What you will do: List every line of the data below that contains the word "traffic". Case counts.

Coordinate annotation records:
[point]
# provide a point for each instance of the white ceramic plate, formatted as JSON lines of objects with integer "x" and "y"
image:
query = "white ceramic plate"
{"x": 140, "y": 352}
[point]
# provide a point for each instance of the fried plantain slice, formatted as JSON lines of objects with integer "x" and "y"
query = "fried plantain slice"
--
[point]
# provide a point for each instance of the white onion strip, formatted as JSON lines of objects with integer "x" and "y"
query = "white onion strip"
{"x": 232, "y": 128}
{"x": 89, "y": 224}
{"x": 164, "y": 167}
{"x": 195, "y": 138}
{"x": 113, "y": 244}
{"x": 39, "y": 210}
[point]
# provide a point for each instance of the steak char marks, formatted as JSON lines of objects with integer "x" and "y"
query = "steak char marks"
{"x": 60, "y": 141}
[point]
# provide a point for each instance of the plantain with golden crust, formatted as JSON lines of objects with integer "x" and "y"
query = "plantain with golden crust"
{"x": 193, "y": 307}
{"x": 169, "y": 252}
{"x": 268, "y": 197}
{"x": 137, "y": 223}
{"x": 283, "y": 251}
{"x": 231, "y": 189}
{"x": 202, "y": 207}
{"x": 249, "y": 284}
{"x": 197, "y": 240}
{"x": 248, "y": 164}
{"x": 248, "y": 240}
==
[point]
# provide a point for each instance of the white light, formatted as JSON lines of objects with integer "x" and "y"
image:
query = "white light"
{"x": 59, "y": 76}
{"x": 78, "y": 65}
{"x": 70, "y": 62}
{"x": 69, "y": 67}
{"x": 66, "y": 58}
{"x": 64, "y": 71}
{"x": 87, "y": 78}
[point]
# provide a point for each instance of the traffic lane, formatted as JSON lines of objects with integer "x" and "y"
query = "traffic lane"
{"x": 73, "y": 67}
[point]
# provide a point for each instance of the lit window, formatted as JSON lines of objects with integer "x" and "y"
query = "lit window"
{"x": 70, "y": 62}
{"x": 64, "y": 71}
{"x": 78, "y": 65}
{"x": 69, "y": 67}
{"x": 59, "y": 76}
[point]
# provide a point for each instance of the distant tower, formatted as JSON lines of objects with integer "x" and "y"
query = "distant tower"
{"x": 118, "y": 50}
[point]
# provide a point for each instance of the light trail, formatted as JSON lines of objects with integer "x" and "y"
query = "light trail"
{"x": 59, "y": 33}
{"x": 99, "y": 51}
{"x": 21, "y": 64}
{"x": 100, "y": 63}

Problem solution:
# provide a point for each instance of the traffic lane, formatted as JSON lines of objects with integer "x" and "y"
query = "traffic lane"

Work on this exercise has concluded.